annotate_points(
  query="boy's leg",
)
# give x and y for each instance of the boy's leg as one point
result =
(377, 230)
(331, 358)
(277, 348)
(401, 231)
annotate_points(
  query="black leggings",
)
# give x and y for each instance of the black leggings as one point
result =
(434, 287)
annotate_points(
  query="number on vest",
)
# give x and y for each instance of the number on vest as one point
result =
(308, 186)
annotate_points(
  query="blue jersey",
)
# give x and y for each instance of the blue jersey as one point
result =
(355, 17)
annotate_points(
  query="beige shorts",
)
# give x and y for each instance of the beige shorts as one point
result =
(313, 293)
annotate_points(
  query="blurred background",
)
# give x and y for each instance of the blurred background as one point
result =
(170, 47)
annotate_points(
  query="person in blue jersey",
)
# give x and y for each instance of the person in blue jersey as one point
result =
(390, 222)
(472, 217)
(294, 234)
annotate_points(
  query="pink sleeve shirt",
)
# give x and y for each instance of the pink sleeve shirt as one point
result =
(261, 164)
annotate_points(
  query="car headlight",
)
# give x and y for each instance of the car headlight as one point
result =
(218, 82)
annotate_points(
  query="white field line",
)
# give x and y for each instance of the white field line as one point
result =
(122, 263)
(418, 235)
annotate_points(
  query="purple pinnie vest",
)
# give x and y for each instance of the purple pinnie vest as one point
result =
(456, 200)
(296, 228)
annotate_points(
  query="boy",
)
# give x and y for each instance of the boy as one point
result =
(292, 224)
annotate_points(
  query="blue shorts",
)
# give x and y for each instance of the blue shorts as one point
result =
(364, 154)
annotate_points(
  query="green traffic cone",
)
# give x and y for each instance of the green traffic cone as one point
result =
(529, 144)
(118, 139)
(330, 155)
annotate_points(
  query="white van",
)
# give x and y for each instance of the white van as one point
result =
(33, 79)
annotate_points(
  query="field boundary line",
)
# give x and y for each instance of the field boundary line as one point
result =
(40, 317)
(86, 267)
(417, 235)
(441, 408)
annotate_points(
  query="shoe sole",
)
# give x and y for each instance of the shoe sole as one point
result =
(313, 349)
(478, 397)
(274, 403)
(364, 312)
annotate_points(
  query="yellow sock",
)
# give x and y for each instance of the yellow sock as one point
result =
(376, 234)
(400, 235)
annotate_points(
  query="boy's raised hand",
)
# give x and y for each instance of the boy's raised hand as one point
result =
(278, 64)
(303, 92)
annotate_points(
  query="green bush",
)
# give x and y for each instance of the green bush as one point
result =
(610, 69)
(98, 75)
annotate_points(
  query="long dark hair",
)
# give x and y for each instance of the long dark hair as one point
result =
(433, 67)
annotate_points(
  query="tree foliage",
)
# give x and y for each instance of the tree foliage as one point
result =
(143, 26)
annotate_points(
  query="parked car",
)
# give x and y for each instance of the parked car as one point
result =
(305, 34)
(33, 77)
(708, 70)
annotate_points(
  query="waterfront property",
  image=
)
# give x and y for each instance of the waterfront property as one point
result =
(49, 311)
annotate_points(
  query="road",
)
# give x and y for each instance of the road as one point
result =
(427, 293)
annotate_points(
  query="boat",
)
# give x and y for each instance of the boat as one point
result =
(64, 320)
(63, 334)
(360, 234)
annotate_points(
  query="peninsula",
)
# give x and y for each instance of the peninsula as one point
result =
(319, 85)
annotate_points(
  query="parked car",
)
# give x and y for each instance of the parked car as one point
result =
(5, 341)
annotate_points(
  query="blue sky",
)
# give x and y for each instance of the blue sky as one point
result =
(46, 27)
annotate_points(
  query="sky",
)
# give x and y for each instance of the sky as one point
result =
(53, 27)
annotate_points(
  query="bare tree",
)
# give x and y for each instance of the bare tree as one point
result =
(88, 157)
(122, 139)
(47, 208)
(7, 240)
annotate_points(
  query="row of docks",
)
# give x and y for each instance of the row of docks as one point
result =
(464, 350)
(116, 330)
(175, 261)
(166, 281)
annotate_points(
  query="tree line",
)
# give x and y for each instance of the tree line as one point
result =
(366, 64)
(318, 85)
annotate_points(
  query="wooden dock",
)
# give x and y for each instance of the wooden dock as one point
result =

_ _ _

Task to complete: Within the listing above, copy each line that has the string "leggings".

Answer section:
  query="black leggings",
# give x and y for each instance of the black leggings as one point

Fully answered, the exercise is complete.